== REQUIREMENTS ==
Add 129 to every x and y coordinate in the JSON arrays, then write out all of the lines below again, keeping every line that begins with // unchanged.

== DATA SHOWN ==
■ ■ ■ ■ ■

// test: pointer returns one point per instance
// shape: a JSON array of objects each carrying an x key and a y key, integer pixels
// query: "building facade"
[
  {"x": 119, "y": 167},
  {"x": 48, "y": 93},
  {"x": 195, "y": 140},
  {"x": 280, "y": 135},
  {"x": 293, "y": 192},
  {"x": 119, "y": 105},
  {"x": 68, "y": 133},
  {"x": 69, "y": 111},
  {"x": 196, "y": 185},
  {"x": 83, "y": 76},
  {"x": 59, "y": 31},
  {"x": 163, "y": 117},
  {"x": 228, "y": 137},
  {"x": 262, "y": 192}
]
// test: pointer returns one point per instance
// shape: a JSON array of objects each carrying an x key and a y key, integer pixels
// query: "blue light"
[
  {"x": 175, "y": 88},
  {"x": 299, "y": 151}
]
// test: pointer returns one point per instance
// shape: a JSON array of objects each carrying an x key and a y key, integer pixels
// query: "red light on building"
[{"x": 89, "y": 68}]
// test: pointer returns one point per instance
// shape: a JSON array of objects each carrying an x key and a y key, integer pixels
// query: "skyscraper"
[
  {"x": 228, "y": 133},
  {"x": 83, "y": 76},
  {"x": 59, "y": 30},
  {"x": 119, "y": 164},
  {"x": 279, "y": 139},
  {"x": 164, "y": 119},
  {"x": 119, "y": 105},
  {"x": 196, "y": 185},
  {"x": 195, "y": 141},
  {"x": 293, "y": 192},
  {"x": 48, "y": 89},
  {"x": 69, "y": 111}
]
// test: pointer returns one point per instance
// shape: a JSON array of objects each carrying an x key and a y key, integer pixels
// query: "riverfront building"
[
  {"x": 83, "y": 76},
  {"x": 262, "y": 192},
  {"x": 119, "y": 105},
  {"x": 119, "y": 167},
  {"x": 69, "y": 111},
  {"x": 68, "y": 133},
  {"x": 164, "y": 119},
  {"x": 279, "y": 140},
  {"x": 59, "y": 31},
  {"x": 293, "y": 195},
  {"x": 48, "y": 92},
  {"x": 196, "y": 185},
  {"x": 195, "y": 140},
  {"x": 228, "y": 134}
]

■ ■ ■ ■ ■

== REPLY ==
// test: pointer returns one point per instance
// shape: a JSON array of objects each carrying an x key and a y key, integer pixels
// query: "building facade"
[
  {"x": 248, "y": 296},
  {"x": 177, "y": 222},
  {"x": 324, "y": 269},
  {"x": 409, "y": 264},
  {"x": 422, "y": 321},
  {"x": 248, "y": 234},
  {"x": 197, "y": 262},
  {"x": 198, "y": 240},
  {"x": 325, "y": 314},
  {"x": 212, "y": 205},
  {"x": 188, "y": 160},
  {"x": 292, "y": 246},
  {"x": 357, "y": 266},
  {"x": 391, "y": 321}
]
// test: pointer returns one point per instance
// shape: a JSON array of objects each carrying an x key and a y key, integer pixels
// query: "blue light"
[
  {"x": 304, "y": 217},
  {"x": 428, "y": 280}
]
// test: pointer returns one point per instance
// shape: a JSON array of objects each carrying an x key and a y key, integer pixels
// query: "red light on building"
[{"x": 218, "y": 197}]
// test: pointer returns one point per instance
// shape: a JSON array of objects each carrying an x key and a y key, integer pixels
// query: "skyscraper"
[
  {"x": 357, "y": 262},
  {"x": 212, "y": 205},
  {"x": 188, "y": 159},
  {"x": 248, "y": 293},
  {"x": 408, "y": 268},
  {"x": 293, "y": 248},
  {"x": 248, "y": 234},
  {"x": 325, "y": 314},
  {"x": 324, "y": 270},
  {"x": 422, "y": 321},
  {"x": 177, "y": 218},
  {"x": 198, "y": 240}
]
// test: pointer returns one point per instance
// shape: a JSON array of objects each carrying an x key and a y key, integer pixels
// query: "riverfront building"
[
  {"x": 212, "y": 205},
  {"x": 391, "y": 321},
  {"x": 248, "y": 234},
  {"x": 248, "y": 296},
  {"x": 198, "y": 240},
  {"x": 197, "y": 262},
  {"x": 293, "y": 248},
  {"x": 408, "y": 269},
  {"x": 188, "y": 160},
  {"x": 422, "y": 324},
  {"x": 177, "y": 221},
  {"x": 325, "y": 314},
  {"x": 324, "y": 269},
  {"x": 357, "y": 263}
]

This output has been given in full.